====== TEXTAUSZUG

RVG VV Nr. 4142 RVG § 33
Leitsatz
- Wird im Adhäsionsverfahren ein Schmerzensgeldanspruch geltend gemacht und ohne Angabe eines Mindestbetrages in das Ermessen des Gerichts gestellt, so ist der Wert danach zu ermitteln, was bei Anlegung eines objektiven Maßstabs hätte verlangt werden können. Von "vornherein unrealistisch" hohe Erwartungen des Geschädigten sind insoweit unerheblich.
- Andererseits kommt es auch nicht auf den Betrag an, auf den sich die Parteien später verglichen haben.
KG, Beschl. v. 21.4.2009 – 1 Ws 45/09
1 Sachverhalt
Der Angeklagte hatte sich in einem vor der Jugendkammer des LG geschlossenen Vergleich verpflichtet, an den Adhäsionskläger "zum Ausgleich sämtlicher Schmerzensgeldansprüche aus dem streitigen Sachverhalt" 1.000,00 EUR zu zahlen und die Kosten des Adhäsionsverfahrens zu tragen. Durch Beschluss hat das LG (in der Besetzung mit drei Richtern) den "Wert des Adhäsionsverfahrens" auf 2.000,00 EUR festgesetzt. Die dagegen gerichtete Beschwerde, durch die der Adhäsionskläger die Festsetzung des Gebührenstreitwertes auf 10.000,00 EUR erstrebt, bleibt ohne Erfolg.

============
====== GEGEBENE ZEILEN

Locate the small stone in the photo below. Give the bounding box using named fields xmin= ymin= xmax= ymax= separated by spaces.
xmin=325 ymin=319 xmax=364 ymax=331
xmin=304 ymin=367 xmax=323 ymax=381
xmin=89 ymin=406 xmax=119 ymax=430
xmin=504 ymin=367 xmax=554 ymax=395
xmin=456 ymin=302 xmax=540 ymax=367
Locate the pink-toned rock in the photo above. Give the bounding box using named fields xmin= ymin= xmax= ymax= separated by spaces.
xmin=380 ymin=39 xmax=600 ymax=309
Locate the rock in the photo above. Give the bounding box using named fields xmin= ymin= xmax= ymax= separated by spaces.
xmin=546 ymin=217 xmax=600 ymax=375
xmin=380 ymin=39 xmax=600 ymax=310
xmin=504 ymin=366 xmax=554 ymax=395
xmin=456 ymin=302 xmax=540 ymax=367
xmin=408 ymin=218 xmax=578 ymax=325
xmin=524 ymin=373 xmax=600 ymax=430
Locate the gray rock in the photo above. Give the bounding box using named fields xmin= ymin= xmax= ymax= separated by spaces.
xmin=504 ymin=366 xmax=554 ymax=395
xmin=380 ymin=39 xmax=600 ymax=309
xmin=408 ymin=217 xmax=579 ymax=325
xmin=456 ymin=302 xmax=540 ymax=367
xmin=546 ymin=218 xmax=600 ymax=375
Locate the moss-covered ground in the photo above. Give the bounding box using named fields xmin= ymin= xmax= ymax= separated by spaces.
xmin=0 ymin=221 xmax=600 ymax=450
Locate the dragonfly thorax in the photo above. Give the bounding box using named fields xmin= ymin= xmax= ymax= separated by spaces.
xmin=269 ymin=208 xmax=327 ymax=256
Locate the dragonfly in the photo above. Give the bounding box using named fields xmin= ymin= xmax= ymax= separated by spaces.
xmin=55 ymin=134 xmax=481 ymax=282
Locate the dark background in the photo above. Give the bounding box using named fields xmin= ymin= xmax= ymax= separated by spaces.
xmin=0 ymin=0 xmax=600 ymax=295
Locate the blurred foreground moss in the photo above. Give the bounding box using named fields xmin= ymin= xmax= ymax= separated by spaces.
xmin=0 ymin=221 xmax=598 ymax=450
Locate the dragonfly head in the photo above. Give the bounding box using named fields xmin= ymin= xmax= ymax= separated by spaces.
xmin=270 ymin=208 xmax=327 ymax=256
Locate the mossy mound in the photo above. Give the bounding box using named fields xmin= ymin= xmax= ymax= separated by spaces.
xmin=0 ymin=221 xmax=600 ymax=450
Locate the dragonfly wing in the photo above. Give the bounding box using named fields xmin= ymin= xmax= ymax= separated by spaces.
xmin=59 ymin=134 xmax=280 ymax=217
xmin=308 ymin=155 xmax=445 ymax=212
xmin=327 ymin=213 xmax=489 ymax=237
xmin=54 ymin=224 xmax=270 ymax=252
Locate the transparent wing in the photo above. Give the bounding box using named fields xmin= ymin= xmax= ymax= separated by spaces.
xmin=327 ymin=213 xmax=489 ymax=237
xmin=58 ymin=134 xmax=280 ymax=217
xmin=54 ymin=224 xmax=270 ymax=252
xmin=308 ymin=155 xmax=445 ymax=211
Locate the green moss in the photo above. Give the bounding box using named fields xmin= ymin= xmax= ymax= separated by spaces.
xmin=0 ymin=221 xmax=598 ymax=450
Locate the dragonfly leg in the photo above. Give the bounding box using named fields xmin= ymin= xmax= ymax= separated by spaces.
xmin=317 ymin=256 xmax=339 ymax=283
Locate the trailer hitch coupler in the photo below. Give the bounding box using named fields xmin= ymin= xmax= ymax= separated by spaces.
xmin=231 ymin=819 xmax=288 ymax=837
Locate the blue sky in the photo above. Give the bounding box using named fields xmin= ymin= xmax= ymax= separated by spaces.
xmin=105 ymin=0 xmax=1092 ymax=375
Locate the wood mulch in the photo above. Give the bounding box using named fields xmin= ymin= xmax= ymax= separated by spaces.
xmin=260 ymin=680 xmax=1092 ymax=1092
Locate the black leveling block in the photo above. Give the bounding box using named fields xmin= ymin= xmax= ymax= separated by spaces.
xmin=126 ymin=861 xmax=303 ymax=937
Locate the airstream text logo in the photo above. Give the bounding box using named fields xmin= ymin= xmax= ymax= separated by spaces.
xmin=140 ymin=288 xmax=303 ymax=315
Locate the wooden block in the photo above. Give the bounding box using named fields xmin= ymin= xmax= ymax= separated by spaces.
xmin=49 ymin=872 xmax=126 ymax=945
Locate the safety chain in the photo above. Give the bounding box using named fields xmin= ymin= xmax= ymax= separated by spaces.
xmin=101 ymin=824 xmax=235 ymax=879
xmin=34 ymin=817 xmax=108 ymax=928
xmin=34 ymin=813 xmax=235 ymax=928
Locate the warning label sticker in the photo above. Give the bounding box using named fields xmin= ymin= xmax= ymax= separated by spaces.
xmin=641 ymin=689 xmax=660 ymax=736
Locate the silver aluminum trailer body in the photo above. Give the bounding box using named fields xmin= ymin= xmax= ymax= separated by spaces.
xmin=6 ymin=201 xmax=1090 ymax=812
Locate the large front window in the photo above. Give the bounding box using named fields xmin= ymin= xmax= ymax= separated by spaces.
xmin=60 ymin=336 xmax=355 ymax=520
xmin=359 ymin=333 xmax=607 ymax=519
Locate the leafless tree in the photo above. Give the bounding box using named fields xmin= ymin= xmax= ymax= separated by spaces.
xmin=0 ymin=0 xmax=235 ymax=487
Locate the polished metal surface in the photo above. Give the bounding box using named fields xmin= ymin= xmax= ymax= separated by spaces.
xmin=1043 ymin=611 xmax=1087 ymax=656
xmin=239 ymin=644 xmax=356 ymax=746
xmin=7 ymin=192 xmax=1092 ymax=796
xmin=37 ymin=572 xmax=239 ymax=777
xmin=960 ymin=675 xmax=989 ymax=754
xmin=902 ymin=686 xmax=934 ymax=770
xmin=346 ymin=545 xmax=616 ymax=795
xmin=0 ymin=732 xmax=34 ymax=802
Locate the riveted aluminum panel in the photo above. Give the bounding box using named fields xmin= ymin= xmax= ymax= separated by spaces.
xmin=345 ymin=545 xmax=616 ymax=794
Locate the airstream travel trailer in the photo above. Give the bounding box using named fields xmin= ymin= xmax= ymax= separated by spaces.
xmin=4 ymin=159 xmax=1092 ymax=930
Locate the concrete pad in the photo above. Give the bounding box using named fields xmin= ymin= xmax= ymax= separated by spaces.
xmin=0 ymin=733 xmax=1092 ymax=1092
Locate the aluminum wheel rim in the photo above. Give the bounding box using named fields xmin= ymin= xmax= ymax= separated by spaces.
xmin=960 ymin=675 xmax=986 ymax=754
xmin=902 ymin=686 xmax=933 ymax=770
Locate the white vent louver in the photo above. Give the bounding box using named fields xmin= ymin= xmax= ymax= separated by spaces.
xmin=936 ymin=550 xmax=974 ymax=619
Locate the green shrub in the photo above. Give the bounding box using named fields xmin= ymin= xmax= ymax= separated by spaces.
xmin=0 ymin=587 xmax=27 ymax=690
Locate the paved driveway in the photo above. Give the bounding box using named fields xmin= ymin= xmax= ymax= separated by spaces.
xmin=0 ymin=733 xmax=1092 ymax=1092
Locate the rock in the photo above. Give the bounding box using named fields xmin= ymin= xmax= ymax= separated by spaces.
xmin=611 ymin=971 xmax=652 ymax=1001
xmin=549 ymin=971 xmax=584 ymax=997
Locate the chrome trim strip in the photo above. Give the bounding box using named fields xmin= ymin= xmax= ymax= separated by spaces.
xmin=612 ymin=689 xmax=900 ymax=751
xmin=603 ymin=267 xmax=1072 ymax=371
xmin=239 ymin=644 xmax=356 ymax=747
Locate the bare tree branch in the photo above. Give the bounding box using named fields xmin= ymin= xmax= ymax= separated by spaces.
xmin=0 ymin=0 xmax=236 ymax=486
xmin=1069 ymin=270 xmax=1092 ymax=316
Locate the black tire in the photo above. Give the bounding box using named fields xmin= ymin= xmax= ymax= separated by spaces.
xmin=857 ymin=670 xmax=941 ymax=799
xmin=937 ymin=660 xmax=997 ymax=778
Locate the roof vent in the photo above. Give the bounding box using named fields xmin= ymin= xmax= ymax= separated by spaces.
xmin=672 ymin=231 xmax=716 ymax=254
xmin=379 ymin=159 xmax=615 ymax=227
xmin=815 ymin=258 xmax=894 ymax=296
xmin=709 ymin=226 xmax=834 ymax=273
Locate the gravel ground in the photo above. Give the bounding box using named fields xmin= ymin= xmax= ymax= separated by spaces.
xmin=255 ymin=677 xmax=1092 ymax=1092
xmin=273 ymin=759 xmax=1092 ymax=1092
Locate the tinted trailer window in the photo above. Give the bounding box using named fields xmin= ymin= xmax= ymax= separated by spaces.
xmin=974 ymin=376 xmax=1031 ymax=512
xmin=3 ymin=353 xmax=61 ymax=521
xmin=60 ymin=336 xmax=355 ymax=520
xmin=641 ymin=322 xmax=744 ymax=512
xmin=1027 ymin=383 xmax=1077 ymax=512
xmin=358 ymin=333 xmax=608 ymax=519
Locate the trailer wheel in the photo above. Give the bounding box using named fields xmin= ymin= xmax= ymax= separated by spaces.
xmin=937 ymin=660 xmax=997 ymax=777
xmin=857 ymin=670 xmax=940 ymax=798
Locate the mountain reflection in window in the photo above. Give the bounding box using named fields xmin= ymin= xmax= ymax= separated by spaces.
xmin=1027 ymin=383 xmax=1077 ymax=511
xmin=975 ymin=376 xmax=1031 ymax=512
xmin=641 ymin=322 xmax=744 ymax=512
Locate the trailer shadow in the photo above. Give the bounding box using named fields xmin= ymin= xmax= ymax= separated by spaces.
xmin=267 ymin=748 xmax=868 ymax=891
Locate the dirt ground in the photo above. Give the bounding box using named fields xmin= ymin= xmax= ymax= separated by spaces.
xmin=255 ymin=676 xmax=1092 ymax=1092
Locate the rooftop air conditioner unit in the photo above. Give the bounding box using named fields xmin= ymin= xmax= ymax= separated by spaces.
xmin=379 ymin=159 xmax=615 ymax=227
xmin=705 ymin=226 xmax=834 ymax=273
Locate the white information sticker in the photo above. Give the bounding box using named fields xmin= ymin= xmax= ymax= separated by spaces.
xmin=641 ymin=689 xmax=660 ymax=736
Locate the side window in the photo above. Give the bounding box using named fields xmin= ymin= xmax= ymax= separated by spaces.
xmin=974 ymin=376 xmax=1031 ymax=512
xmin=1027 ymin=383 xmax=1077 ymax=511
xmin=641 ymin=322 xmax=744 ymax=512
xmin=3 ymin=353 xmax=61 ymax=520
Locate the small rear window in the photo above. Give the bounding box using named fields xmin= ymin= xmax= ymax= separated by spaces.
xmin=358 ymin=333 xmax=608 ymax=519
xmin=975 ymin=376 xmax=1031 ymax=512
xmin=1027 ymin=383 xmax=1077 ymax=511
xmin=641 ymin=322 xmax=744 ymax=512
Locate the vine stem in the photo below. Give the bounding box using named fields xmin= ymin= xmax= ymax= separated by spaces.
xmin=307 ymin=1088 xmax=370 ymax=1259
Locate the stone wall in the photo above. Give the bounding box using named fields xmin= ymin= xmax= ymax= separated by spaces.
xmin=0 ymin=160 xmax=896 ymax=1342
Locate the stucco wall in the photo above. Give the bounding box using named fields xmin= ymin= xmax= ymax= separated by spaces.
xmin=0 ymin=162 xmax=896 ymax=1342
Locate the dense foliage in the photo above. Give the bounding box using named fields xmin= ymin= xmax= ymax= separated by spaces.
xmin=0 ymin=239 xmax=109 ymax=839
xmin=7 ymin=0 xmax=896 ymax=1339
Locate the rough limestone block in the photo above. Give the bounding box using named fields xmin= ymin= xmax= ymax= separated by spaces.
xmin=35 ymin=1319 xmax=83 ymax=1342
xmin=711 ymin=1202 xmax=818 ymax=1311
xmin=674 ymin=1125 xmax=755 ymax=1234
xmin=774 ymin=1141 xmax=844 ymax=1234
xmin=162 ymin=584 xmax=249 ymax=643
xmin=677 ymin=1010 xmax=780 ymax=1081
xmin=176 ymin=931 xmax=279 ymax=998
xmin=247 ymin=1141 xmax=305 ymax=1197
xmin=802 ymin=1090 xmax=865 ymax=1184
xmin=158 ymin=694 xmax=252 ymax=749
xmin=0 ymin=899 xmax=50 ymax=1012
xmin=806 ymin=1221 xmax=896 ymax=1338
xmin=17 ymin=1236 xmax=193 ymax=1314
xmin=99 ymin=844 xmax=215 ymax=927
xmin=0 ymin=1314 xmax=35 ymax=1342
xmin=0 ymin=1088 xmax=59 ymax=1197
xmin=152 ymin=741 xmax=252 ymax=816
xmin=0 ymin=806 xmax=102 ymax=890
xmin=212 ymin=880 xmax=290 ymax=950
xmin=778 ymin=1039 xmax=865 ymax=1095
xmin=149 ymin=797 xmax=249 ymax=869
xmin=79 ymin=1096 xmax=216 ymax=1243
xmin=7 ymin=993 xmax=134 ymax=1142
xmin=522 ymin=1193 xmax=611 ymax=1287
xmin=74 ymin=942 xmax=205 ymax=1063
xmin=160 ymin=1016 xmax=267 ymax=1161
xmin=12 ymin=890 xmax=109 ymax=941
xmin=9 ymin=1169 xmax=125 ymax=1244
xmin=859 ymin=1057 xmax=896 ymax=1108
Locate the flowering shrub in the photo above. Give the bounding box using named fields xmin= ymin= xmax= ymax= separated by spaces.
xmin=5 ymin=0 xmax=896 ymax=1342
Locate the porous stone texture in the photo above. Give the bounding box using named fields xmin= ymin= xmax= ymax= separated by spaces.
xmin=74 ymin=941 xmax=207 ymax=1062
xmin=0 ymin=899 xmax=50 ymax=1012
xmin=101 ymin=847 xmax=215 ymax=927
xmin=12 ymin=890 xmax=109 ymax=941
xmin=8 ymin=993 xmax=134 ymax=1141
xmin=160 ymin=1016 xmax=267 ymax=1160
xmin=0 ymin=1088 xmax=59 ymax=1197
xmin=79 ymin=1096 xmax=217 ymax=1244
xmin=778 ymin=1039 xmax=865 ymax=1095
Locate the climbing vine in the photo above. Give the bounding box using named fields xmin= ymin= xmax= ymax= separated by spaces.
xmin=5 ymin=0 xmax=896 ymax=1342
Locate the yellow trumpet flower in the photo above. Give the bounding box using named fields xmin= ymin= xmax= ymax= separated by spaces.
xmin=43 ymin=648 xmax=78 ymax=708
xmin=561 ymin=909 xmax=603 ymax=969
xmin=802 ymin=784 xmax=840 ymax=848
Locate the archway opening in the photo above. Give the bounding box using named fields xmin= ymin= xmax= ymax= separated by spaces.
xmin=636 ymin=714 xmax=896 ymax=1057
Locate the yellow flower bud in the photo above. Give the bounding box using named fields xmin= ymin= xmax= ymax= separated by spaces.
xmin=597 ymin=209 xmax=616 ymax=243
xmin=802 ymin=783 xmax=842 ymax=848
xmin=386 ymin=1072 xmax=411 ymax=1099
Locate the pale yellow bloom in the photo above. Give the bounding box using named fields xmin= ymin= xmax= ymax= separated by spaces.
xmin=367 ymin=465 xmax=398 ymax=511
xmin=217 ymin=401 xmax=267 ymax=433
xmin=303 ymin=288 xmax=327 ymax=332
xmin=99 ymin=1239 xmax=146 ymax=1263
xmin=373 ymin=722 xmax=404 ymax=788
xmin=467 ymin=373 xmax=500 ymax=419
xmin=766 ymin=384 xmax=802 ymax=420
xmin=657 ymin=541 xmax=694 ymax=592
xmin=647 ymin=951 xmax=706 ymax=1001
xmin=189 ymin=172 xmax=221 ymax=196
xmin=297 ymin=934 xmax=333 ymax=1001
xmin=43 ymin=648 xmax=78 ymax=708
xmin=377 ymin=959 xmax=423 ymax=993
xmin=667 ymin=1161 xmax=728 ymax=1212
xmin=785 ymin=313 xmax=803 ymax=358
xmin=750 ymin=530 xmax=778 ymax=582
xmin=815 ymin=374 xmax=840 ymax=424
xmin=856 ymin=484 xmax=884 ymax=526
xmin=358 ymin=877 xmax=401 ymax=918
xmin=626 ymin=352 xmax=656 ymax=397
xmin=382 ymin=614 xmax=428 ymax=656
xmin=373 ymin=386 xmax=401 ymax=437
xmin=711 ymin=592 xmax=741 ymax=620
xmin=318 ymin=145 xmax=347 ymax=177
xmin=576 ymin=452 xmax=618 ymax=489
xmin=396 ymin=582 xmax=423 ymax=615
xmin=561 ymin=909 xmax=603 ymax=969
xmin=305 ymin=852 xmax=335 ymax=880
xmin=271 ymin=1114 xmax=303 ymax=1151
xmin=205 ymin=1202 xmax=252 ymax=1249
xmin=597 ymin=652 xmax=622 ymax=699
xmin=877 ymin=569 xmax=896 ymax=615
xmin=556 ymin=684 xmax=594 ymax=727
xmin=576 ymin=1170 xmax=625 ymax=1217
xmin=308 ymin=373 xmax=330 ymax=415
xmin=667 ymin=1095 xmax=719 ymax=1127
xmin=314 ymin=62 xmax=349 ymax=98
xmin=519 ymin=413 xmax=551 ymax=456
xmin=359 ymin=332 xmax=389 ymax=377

============

DEINE AUFGABE —
Schreib den Textauszug über den Streitwert im Adhäsionsverfahren nach seinem letzten Satz weiter. Die Zeilen sind eigenes Material und gehören nicht zum Textauszug.

ANTWORT —
2 Aus den Gründen
1. Der Senat entscheidet über das Rechtsmittel in der Besetzung mit drei Richtern, da das LG den angefochtenen Beschluss entgegen § 33 Abs. 8 S. 1 Hs. 1 RVG nicht durch den Einzelrichter erlassen hat.
2. Die fristgerecht (§ 33 Abs. 3 S. 3 RVG) eingelegte Beschwerde ist zulässig. Der Beschwerdewert übersteigt 200,00 EUR (§ 33 Abs. 3 S. 1 RVG). Allein bei der mit dem Festsetzungsantrag des Adhäsionsklägers geltend gemachten Gebühr Nr. 4143 VV beträgt gem. § 13 Abs. 1 RVG die Differenz zwischen der beanspruchten Höhe (972,00 EUR) und dem nach einem Streitwert von 2.000,00 EUR zu berechnenden Betrag (266,00 EUR) 706,00 EUR.
3. Das Rechtsmittel ist jedoch unbegründet. Die nach den §§ 2, 23 Abs. 1 S. 1 RVG, § 48 Abs. 1 S. 1 GKG, § 3 Hs. 1 ZPO auf eine ordnungsgemäße Ermessensausübung beschränkte Überprüfung der angefochtenen Entscheidung deckt keine Rechtsfehler zum Nachteil des Adhäsionsklägers auf.
Richtig ist zunächst, dass die Jugendkammer den Gebührenstreitwert nicht nach dem Betrag bestimmt hat, auf den sich die Parteien im Vergleich geeinigt haben. Maßgeblich ist vielmehr die Höhe der ursprünglichen Schmerzensgeldforderung. Wird diese – wie hier – ohne Angabe eines Mindestbetrages in das Ermessen des Gerichts gestellt, ist diejenige Summe zugrunde zu legen, die sich bei objektiver Würdigung des Klägervorbringens als angemessen ergibt (vgl. Baumbach/Lauterbach/Albers/Hartmann, ZPO, 66. Aufl., Anh. § 3 Rn 99).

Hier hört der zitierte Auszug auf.